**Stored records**
----------------------------------------

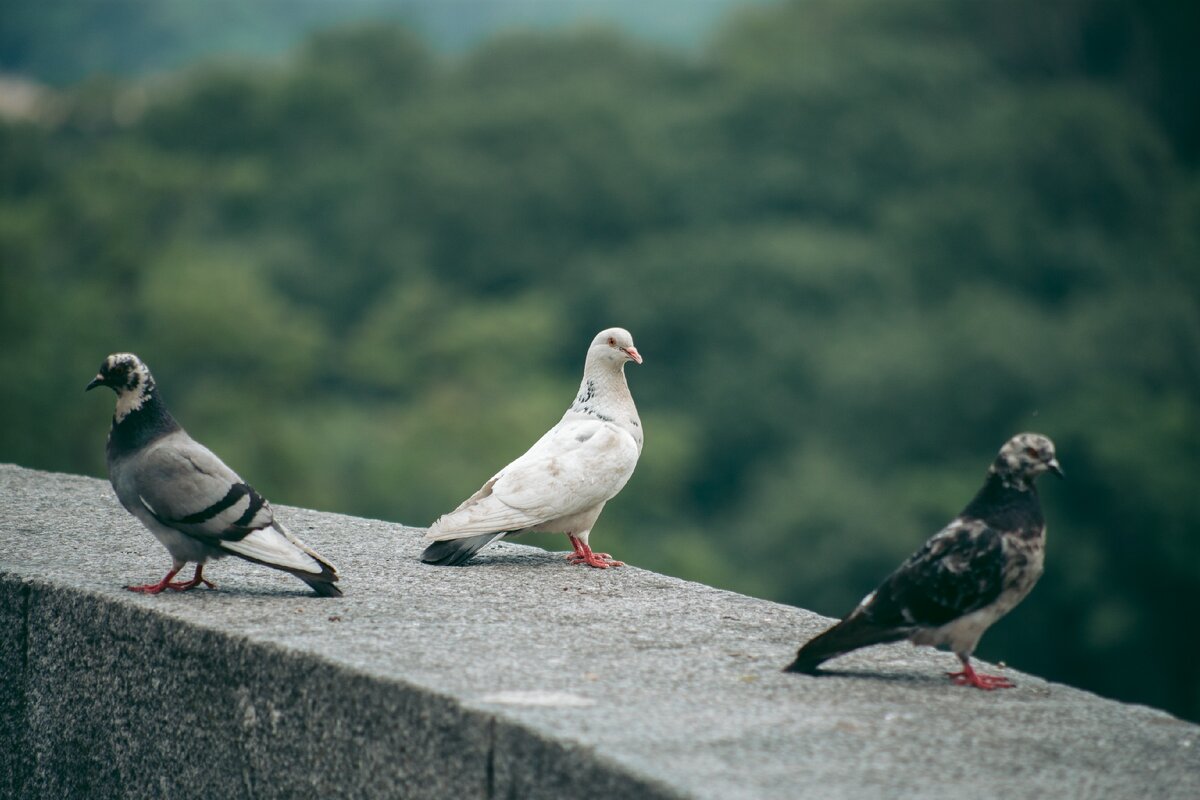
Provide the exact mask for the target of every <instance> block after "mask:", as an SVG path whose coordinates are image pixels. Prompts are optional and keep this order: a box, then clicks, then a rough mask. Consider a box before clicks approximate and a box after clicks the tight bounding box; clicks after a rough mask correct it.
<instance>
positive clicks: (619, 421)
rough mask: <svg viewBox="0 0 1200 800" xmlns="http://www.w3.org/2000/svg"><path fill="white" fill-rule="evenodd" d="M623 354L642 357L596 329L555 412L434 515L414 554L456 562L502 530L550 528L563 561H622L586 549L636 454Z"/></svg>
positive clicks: (638, 420)
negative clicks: (582, 377) (529, 441)
mask: <svg viewBox="0 0 1200 800" xmlns="http://www.w3.org/2000/svg"><path fill="white" fill-rule="evenodd" d="M626 361H635V362H637V363H642V356H641V355H640V354H638V353H637V348H635V347H634V337H632V336H630V333H629V331H626V330H624V329H620V327H610V329H608V330H605V331H600V332H599V333H596V337H595V338H594V339H592V345H590V347H589V348H588V356H587V361H584V363H583V381H582V383H581V384H580V392H578V395H577V396H576V397H575V402H574V403H571V407H570V408H569V409H566V414H564V415H563V419H562V420H560V421H559V422H558V425H556V426H554V427H553V428H551V429H550V431H547V432H546V434H545V435H544V437H542V438H541V439H539V440H538V441H536V443H535V444H534V446H533V447H530V449H529V450H528V451H527V452H526V453H524V455H523V456H521V457H520V458H517V459H516V461H515V462H512V463H511V464H509V465H508V467H505V468H504V469H502V470H500V471H499V473H497V474H496V475H493V476H492V479H491V480H488V481H487V482H486V483H484V486H482V488H481V489H479V491H478V492H475V493H474V494H473V495H470V497H469V498H467V499H466V500H464V501H463V503H462V505H460V506H458V507H457V509H455V510H454V511H451V512H450V513H448V515H444V516H442V517H440V518H439V519H438V521H437V522H434V523H433V524H432V525H431V527H430V530H428V533H426V535H425V539H427V540H431V541H432V543H431V545H430V546H428V547H426V548H425V553H422V555H421V560H422V561H425V563H427V564H439V565H448V566H450V565H458V564H462V563H464V561H466V560H467V559H469V558H470V557H472V555H474V554H475V553H476V552H478V551H479V549H480V548H481V547H484V546H485V545H488V543H490V542H492V541H494V540H497V539H500V537H502V536H516V535H517V534H524V533H533V531H556V533H565V534H566V535H568V536H569V537H570V540H571V546H572V547H574V548H575V552H574V553H572V554H571V555H569V557H568V560H569V561H570V563H571V564H586V565H588V566H593V567H598V569H605V567H610V566H624V565H623V563H620V561H614V560H612V557H611V555H608V554H607V553H594V552H592V548H590V547H589V546H588V535H589V534H590V533H592V527H593V525H595V522H596V519H598V518H599V517H600V512H601V511H602V510H604V505H605V504H606V503H607V501H608V500H611V499H612V498H614V497H617V493H618V492H620V489H622V487H624V486H625V482H626V481H629V477H630V476H631V475H632V474H634V468H635V467H637V458H638V456H641V453H642V421H641V420H640V419H638V416H637V408H636V407H635V405H634V397H632V396H631V395H630V393H629V384H628V383H625V362H626Z"/></svg>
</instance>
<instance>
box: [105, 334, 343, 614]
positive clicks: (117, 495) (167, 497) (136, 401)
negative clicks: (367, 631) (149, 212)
mask: <svg viewBox="0 0 1200 800" xmlns="http://www.w3.org/2000/svg"><path fill="white" fill-rule="evenodd" d="M96 386H108V387H109V389H112V390H113V391H114V392H116V411H115V413H114V414H113V428H112V431H110V432H109V434H108V476H109V480H112V482H113V489H114V491H115V492H116V499H118V500H120V501H121V505H122V506H125V509H126V510H127V511H128V512H130V513H132V515H133V516H134V517H137V518H138V519H139V521H142V524H143V525H145V527H146V528H149V529H150V533H151V534H154V535H155V539H157V540H158V541H160V542H162V545H163V546H164V547H166V548H167V551H168V552H169V553H170V558H172V569H170V572H168V573H167V577H164V578H163V579H162V581H160V582H158V583H149V584H145V585H136V587H126V589H128V590H130V591H139V593H144V594H150V595H155V594H158V593H160V591H162V590H163V589H174V590H175V591H185V590H187V589H192V588H194V587H198V585H200V584H202V583H203V584H204V585H206V587H209V588H210V589H211V588H214V587H212V584H211V583H210V582H209V581H208V579H205V578H204V575H203V571H204V564H205V563H206V561H208V560H209V559H218V558H223V557H226V555H238V557H240V558H244V559H246V560H247V561H253V563H256V564H263V565H266V566H270V567H275V569H276V570H283V571H284V572H290V573H292V575H294V576H296V577H298V578H300V579H301V581H304V582H305V583H307V584H308V585H310V587H312V589H313V591H316V593H317V594H318V595H322V596H324V597H337V596H340V595H341V594H342V591H341V589H338V588H337V587H336V585H335V584H336V582H337V571H336V570H335V569H334V566H332V565H331V564H330V563H329V561H326V560H325V559H323V558H322V557H320V555H318V554H317V553H314V552H313V551H312V549H311V548H310V547H307V546H306V545H305V543H304V542H301V541H300V540H299V539H296V537H295V536H293V535H292V534H290V533H288V530H287V529H286V528H283V525H281V524H280V523H278V522H277V521H276V519H275V518H274V515H272V513H271V506H270V504H269V503H266V500H264V499H263V495H260V494H259V493H258V492H256V491H254V488H253V487H252V486H250V483H246V482H245V481H244V480H241V479H240V477H238V474H236V473H234V471H233V470H232V469H229V468H228V467H226V465H224V463H223V462H222V461H221V459H220V458H217V457H216V456H215V455H212V452H211V451H210V450H209V449H208V447H205V446H204V445H202V444H199V443H197V441H196V440H193V439H192V438H191V437H190V435H187V432H185V431H184V428H181V427H180V426H179V423H178V422H176V421H175V419H174V417H173V416H172V415H170V413H169V411H168V410H167V407H166V405H164V404H163V402H162V398H161V397H160V396H158V389H157V387H156V386H155V383H154V378H152V377H151V375H150V371H149V369H148V368H146V366H145V365H144V363H142V360H140V359H138V357H137V356H136V355H132V354H130V353H118V354H114V355H110V356H108V357H107V359H104V363H102V365H101V366H100V373H98V374H97V375H96V377H95V378H94V379H92V381H91V383H90V384H88V390H92V389H95V387H96ZM188 561H194V563H196V575H194V576H193V577H192V579H191V581H178V582H173V581H172V578H174V577H175V575H176V573H178V572H179V571H180V570H182V569H184V566H185V565H186V564H187V563H188Z"/></svg>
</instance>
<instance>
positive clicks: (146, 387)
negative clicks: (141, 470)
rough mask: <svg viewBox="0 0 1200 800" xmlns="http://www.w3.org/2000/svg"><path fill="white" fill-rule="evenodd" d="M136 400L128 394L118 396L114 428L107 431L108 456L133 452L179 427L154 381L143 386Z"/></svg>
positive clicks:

----------------------------------------

**WORK INSTRUCTION**
From the first line through the line with "positive clicks: (638, 420)", output those lines of the entries above exactly, and nothing else, with the pictures left out.

**TASK OUTPUT**
Provide the exact mask for the target of every <instance> block after "mask:", as an SVG path whose coordinates are image pixels. Prompts are optional and keep this order: a box, then clicks, then a rough mask. Consider a box before clicks approximate and a box after clicks the tight bounding box; clicks after a rough mask correct it.
<instance>
positive clicks: (619, 421)
rough mask: <svg viewBox="0 0 1200 800" xmlns="http://www.w3.org/2000/svg"><path fill="white" fill-rule="evenodd" d="M623 354L642 357L596 329L555 412L434 515L414 554L456 562L502 530L550 528L563 561H622L586 549L636 454Z"/></svg>
positive clicks: (638, 420)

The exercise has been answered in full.